■ **SET TASK 1**: Rewrite the records in the stretch from the line containing "Your task is to find tree" through the line containing "(151, 199), (161, 219)", replacing "top-left" with "upper-left" and leaving everything else unchanged.

■ **DOCUMENT SEGMENT**:

Places to visit in Dublin if you’re in the city for the first time
There are many things to see in Dublin but it isn’t London: it’s not huge, you don’t need to do a lot of planning and you can see it on foot as the attractions aren’t very spread out. Check out my 20 reasons why you should plan a visit to Dublin by clicking here.
What are the places to visit in Dublin if you’re visiting the city for the first time? There are lots of places to see but my advice, as a Dublin resident, is to enjoy the city above all for its relaxing atmosphere and for the many gastronomic opportunities it offers.
Places to visit in Dublin if you’re visiting the city for the first time:
- Guinness Storehouse: unmissable, the most visited attraction in Ireland and Europe. It’s usually packed full of visitors which is why I recommend you book in advance and be prepared for a huge crowd, on any day of the week. Make sure you stop by the Open Gate Brewery.
- Trinity College: one of the oldest universities in Europe with its Old Library and the Book of Kells. A place to look round calmly, crowds permitting;
- Christchurch Cathedral: the cathedral in the heart of the medieval city. An unmissable stop where you can go underground and see the mummified remains of a cat and mouse;
- Saint Patrick Cathedral: the “official” church of Dublin, a true destination for those passing through. Like all churches, you need to pay to enter but if you want you can stay outside and admire the garden;
- General Post Office: location of the start of the Irish Revolution, today it’s one of the most beautiful post offices in the world (functional and well-functioning);
- Molly Malone: the most famous statue in Dublin. It’s said she was a fishmonger by day and prostitute by night who was famous in Dublin and tradition has it that if you touch her bosom it will bring you good luck;
- Dublin Castle: often overlooked by tourists but it’s a true oasis of green where you can relax. If you’re a booklover lose yourself in the Chester Beatty Library;
- Docklands: this is the non-tourist part of Dublin, the part I love and where visitors come to immortalize themselves in front of Facebook and Google. Grand Canal Square, on a sunny day or at sunset, is simply magnificent.
- Grafton Street: a walk through the most famous part of Dublin arriving at St. Stephen’s Green, Dublin’s most famous park, where you can sit and watch the ducks on the river. In summer on Sundays, open-air concerts are held here. Not far from here is the shopping center of the same name, famous for its architecture;
- O’Connell Bridge ed Henry Street: the widest and shortest bridge in Europe leads you to Dublin’s shopping street. Chaotic and lively, it’s an unmissable experience (but you need to keep your eyes open);
- Temple Bar: even if it’s practically an exclusive tourist area, a walk here is obligatory. Don’t forget Ha’Penny Bridge, crossing it to go from South Dublin to North Dublin and vice versa!

■ **TASK INPUTS**:
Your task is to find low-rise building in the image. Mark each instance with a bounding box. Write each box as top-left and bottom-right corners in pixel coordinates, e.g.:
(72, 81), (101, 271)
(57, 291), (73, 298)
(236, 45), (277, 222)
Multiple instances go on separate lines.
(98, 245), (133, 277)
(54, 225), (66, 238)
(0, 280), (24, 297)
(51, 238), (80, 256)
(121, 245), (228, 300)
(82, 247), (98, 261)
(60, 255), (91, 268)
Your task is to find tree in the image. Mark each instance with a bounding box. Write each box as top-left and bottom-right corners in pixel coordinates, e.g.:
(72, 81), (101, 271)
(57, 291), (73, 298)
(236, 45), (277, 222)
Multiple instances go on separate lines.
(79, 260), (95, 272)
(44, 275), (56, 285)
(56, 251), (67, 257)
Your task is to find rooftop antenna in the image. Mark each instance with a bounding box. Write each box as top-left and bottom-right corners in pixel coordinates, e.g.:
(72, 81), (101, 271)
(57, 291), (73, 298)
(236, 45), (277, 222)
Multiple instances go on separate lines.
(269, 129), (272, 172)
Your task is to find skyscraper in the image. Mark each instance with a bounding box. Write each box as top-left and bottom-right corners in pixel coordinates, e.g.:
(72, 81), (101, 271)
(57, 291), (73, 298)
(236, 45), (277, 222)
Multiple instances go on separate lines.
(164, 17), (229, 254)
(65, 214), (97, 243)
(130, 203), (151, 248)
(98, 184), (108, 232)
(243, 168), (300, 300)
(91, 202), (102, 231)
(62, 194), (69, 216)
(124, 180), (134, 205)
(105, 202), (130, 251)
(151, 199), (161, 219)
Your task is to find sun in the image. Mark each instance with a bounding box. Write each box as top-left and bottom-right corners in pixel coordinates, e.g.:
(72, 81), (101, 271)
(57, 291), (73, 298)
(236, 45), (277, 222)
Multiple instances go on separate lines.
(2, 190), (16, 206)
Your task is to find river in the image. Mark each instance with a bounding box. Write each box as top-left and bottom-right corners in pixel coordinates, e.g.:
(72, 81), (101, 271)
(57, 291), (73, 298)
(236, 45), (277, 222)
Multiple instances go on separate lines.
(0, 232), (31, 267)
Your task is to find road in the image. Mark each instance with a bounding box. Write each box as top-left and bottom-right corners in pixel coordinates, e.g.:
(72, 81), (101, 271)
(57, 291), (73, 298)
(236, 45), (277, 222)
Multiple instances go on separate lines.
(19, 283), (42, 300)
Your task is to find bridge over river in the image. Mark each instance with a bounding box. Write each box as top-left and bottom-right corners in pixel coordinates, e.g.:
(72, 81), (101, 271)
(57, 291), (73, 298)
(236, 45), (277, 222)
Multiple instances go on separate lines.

* * *

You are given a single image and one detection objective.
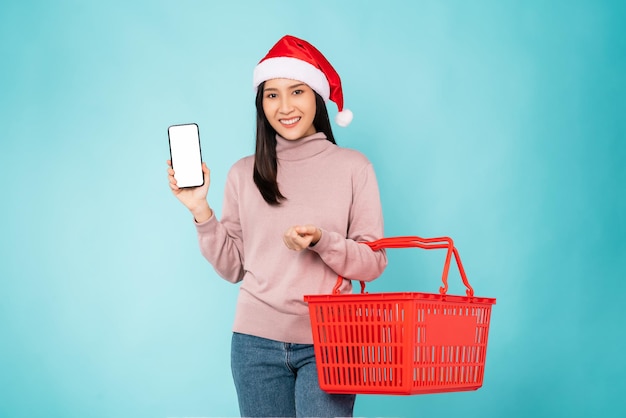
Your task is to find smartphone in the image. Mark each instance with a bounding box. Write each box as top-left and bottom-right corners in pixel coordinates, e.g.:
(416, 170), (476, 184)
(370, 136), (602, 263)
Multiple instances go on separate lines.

■ **SET TASK 2**: In the Dublin travel guide, why does the writer advise booking the Guinness Storehouse in advance?

■ **TASK RESPONSE 1**:
Your task is to find tree in the image. Mark each instance with a bounding box. Write each box as upper-left and bottom-right corners in pixel coordinates, e.g.:
(72, 81), (101, 271)
(57, 291), (73, 298)
(236, 45), (277, 222)
Multiple instances go on separate lines.
(79, 260), (95, 272)
(44, 275), (56, 285)
(56, 251), (67, 257)
Your task is to find rooftop antenna in the image. Mark each instance with a bounding box. Write each box as upper-left and bottom-right corners in pixel coordinates, e.g.:
(72, 81), (101, 271)
(57, 291), (73, 298)
(236, 45), (277, 222)
Multiple instances go on separate lines.
(269, 129), (272, 172)
Your task is to find skyscraper in the image. Mark each instance with a bounding box. Write each box as upper-left and bottom-right corners in pixel coordinates, e.g.:
(72, 81), (101, 271)
(57, 291), (73, 298)
(236, 45), (277, 222)
Multiple instances go on separate lines.
(164, 17), (229, 254)
(65, 214), (97, 243)
(130, 203), (151, 248)
(98, 184), (108, 232)
(243, 168), (300, 300)
(91, 202), (102, 231)
(62, 194), (69, 216)
(124, 180), (134, 205)
(105, 202), (130, 251)
(151, 199), (161, 219)

■ **TASK RESPONSE 2**: The Guinness Storehouse is usually packed full of visitors, with huge crowds on any day of the week. It is the most visited attraction in Ireland and Europe.